*EXERCISE TASK*:
Repeat each line word for word.
⟨
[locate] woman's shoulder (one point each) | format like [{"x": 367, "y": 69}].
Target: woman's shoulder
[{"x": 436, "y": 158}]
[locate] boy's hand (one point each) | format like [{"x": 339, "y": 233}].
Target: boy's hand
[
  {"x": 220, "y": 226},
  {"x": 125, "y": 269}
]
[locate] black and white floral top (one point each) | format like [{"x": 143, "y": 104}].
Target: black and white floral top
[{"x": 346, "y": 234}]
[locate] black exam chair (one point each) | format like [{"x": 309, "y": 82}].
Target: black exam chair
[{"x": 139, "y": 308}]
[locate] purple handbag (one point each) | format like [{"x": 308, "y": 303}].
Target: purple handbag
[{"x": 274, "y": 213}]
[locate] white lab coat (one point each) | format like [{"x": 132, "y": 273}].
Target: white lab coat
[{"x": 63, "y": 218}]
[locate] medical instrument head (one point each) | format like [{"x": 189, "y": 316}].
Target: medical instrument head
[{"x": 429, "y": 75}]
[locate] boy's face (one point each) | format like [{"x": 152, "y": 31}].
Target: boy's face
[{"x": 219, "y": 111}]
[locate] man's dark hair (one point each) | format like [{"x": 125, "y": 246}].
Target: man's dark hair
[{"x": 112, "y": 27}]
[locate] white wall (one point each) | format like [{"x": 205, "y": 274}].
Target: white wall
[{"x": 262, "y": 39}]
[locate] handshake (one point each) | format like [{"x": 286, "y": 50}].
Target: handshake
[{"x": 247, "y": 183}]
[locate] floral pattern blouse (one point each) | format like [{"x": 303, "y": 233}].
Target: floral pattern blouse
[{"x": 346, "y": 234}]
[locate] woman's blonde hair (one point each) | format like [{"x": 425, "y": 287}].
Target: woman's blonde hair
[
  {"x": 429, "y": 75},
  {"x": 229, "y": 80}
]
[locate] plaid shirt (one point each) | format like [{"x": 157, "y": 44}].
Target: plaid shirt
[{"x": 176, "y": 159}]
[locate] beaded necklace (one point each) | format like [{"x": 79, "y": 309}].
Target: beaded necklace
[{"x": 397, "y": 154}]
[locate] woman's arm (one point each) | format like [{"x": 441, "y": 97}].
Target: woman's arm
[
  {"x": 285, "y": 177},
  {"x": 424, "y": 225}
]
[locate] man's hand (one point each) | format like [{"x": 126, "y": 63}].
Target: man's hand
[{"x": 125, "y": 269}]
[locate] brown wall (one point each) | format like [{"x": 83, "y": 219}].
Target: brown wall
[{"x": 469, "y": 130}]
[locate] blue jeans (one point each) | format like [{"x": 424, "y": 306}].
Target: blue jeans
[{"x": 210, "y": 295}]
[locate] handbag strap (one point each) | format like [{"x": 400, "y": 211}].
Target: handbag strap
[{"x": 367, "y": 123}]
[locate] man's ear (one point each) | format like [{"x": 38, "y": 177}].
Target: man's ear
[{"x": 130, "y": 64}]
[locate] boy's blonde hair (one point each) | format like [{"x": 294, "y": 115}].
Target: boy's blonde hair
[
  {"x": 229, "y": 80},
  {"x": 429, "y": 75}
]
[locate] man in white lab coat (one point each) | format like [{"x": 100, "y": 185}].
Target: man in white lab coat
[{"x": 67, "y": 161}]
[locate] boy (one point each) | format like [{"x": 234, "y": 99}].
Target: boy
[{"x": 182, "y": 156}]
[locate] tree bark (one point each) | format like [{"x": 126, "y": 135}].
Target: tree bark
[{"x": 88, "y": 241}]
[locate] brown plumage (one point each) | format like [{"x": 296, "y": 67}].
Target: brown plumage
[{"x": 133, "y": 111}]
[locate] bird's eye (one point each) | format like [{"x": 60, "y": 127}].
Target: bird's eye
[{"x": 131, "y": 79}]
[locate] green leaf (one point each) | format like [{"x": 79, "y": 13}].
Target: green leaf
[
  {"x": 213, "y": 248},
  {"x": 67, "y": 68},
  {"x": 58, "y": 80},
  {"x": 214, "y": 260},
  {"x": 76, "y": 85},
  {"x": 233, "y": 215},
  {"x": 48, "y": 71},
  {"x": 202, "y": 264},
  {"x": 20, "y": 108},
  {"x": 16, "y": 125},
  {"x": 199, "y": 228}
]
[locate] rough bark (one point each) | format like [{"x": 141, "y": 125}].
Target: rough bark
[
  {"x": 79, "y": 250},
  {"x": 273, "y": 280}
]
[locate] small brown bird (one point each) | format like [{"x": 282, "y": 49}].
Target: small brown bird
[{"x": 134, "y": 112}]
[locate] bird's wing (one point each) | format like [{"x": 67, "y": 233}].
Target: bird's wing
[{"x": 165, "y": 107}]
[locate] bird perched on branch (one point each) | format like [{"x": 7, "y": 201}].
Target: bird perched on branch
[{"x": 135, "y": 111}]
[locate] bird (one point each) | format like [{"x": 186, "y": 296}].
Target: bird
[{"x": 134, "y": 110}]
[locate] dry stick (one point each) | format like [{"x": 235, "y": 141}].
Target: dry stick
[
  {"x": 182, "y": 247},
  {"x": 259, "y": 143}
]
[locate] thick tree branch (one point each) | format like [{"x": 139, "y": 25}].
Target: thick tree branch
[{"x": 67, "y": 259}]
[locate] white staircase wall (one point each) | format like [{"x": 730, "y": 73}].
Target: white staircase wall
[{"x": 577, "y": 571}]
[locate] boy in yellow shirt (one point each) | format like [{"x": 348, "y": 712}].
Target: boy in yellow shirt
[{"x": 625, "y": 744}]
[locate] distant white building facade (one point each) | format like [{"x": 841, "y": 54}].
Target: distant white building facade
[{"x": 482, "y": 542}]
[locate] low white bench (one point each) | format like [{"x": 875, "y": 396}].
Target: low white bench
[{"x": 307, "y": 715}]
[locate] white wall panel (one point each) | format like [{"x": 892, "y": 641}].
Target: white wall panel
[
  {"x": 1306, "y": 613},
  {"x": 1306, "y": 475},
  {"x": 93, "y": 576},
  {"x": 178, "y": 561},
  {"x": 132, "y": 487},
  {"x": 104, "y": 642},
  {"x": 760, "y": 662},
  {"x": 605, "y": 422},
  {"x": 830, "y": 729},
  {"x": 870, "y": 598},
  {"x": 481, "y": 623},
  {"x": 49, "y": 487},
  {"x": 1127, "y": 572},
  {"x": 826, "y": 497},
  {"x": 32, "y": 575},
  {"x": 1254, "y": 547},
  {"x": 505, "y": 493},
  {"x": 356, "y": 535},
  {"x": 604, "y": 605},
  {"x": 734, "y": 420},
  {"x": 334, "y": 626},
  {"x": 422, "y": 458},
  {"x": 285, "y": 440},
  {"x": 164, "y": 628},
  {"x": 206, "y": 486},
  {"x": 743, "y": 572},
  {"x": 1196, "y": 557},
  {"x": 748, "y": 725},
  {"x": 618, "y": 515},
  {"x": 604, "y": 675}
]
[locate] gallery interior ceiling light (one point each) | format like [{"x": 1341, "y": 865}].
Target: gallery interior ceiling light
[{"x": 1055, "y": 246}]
⟩
*SOLUTION FOR THIS PROBLEM*:
[locate] woman's shoulder (one point each) | format like [{"x": 367, "y": 69}].
Target: woman's shoulder
[{"x": 436, "y": 158}]
[locate] boy's hand (one point each) | format like [{"x": 339, "y": 233}].
Target: boy's hand
[
  {"x": 220, "y": 226},
  {"x": 125, "y": 269}
]
[locate] black and white floral top (one point each) | format like [{"x": 143, "y": 104}].
Target: black and white floral top
[{"x": 346, "y": 234}]
[locate] black exam chair (one point each) | format like [{"x": 309, "y": 82}].
Target: black exam chair
[{"x": 139, "y": 308}]
[locate] purple handbag (one point each) | format like [{"x": 308, "y": 303}].
Target: purple handbag
[{"x": 274, "y": 213}]
[locate] white lab coat (one point each) | format like [{"x": 132, "y": 273}].
Target: white lab coat
[{"x": 63, "y": 218}]
[locate] medical instrument head (one point each) | format like [{"x": 189, "y": 316}].
Target: medical instrument head
[{"x": 429, "y": 75}]
[locate] boy's face (one point each) | format like [{"x": 152, "y": 31}].
Target: boy's face
[{"x": 219, "y": 111}]
[locate] man's dark hair (one point each) | format like [{"x": 125, "y": 246}].
Target: man's dark hair
[{"x": 112, "y": 27}]
[locate] white wall (one point each) | format like [{"x": 205, "y": 274}].
Target: white wall
[{"x": 262, "y": 39}]
[locate] handshake (one point each) | format like [{"x": 286, "y": 50}].
Target: handshake
[{"x": 247, "y": 183}]
[locate] floral pattern blouse (one point each) | format like [{"x": 303, "y": 233}].
Target: floral pattern blouse
[{"x": 346, "y": 234}]
[locate] woman's blonde hair (one point each) | format like [{"x": 425, "y": 287}].
Target: woman's blonde hair
[
  {"x": 429, "y": 75},
  {"x": 229, "y": 80}
]
[locate] plaid shirt (one point each) | format like [{"x": 157, "y": 44}].
Target: plaid shirt
[{"x": 176, "y": 159}]
[locate] beaded necklace (one point each) | format like [{"x": 79, "y": 309}].
Target: beaded necklace
[{"x": 397, "y": 154}]
[locate] woman's arm (one point each) | format like [{"x": 441, "y": 97}].
Target: woman's arm
[
  {"x": 285, "y": 177},
  {"x": 424, "y": 225}
]
[locate] man's hand (one point each) | format like [{"x": 126, "y": 63}].
Target: man's hand
[{"x": 125, "y": 269}]
[locate] brown wall (one point each) | format like [{"x": 83, "y": 219}].
Target: brown wall
[{"x": 469, "y": 130}]
[locate] blue jeans (one point each) | format like [{"x": 424, "y": 306}].
Target: blue jeans
[{"x": 210, "y": 295}]
[locate] handbag strap (one point each) | format like [{"x": 400, "y": 211}].
Target: handbag strap
[{"x": 367, "y": 123}]
[locate] man's ear (one point each) | format like [{"x": 38, "y": 177}].
Target: man's ear
[{"x": 130, "y": 64}]
[locate] boy's blonde hair (one point each) | format like [{"x": 294, "y": 115}].
Target: boy's blonde hair
[
  {"x": 229, "y": 80},
  {"x": 429, "y": 75}
]
[locate] man in white lab coat (one point each) | format like [{"x": 100, "y": 185}].
Target: man in white lab coat
[{"x": 67, "y": 161}]
[locate] boy (one point each) | format like [{"x": 234, "y": 99}].
Target: boy
[{"x": 182, "y": 156}]
[locate] tree bark (one point each) | format like [{"x": 126, "y": 135}].
Target: tree bark
[{"x": 88, "y": 241}]
[locate] brown plumage (one point each) | format like [{"x": 296, "y": 67}].
Target: brown plumage
[{"x": 133, "y": 111}]
[locate] bird's eye (one point each) | format like [{"x": 60, "y": 127}].
Target: bird's eye
[{"x": 131, "y": 79}]
[locate] green leaf (one point each) | format like [{"x": 79, "y": 13}].
Target: green leaf
[
  {"x": 213, "y": 248},
  {"x": 67, "y": 68},
  {"x": 58, "y": 80},
  {"x": 214, "y": 260},
  {"x": 76, "y": 85},
  {"x": 233, "y": 215},
  {"x": 48, "y": 71},
  {"x": 202, "y": 264},
  {"x": 20, "y": 108},
  {"x": 16, "y": 125},
  {"x": 199, "y": 228}
]
[locate] rough bark (one point each) | format like [{"x": 141, "y": 125}].
Target: rough bark
[
  {"x": 79, "y": 250},
  {"x": 273, "y": 280}
]
[locate] small brown bird (one point each) | format like [{"x": 282, "y": 49}].
Target: small brown bird
[{"x": 134, "y": 112}]
[locate] bird's wing (one point each) | format like [{"x": 67, "y": 233}].
Target: bird's wing
[{"x": 165, "y": 107}]
[locate] bird perched on branch (one point each) | format like [{"x": 7, "y": 201}].
Target: bird perched on branch
[{"x": 135, "y": 111}]
[locate] bird (one point each) | format like [{"x": 186, "y": 296}].
Target: bird
[{"x": 134, "y": 110}]
[locate] dry stick (one point each) | format like [{"x": 235, "y": 141}].
Target: dry stick
[
  {"x": 182, "y": 247},
  {"x": 259, "y": 143}
]
[locate] thick tree branch (one point each) | format like [{"x": 139, "y": 25}].
Target: thick tree branch
[{"x": 67, "y": 259}]
[locate] white staircase wall (one point each) | format like [{"x": 730, "y": 73}].
Target: white staircase wall
[{"x": 577, "y": 571}]
[locate] boy in yellow shirt (one point each) | format like [{"x": 348, "y": 712}].
Target: boy in yellow shirt
[{"x": 625, "y": 744}]
[locate] distant white building facade (one point each) | format like [{"x": 841, "y": 54}].
Target: distant white building facade
[{"x": 482, "y": 542}]
[locate] low white bench (one point each) | format like [{"x": 875, "y": 396}].
Target: low white bench
[{"x": 307, "y": 715}]
[locate] white wall panel (one point each) | format like [{"x": 892, "y": 641}].
Target: white wall panel
[
  {"x": 1306, "y": 613},
  {"x": 1306, "y": 475},
  {"x": 93, "y": 576},
  {"x": 178, "y": 561},
  {"x": 132, "y": 487},
  {"x": 104, "y": 642},
  {"x": 760, "y": 662},
  {"x": 605, "y": 422},
  {"x": 830, "y": 729},
  {"x": 870, "y": 598},
  {"x": 481, "y": 623},
  {"x": 49, "y": 487},
  {"x": 1127, "y": 572},
  {"x": 826, "y": 497},
  {"x": 32, "y": 575},
  {"x": 1254, "y": 547},
  {"x": 505, "y": 493},
  {"x": 356, "y": 535},
  {"x": 604, "y": 605},
  {"x": 734, "y": 420},
  {"x": 334, "y": 626},
  {"x": 422, "y": 458},
  {"x": 285, "y": 440},
  {"x": 164, "y": 628},
  {"x": 206, "y": 486},
  {"x": 743, "y": 572},
  {"x": 1196, "y": 557},
  {"x": 748, "y": 725},
  {"x": 618, "y": 515},
  {"x": 604, "y": 675}
]
[locate] gallery interior ceiling light (one point each) | format like [{"x": 1341, "y": 865}].
Target: gallery interior ceiling light
[{"x": 1055, "y": 246}]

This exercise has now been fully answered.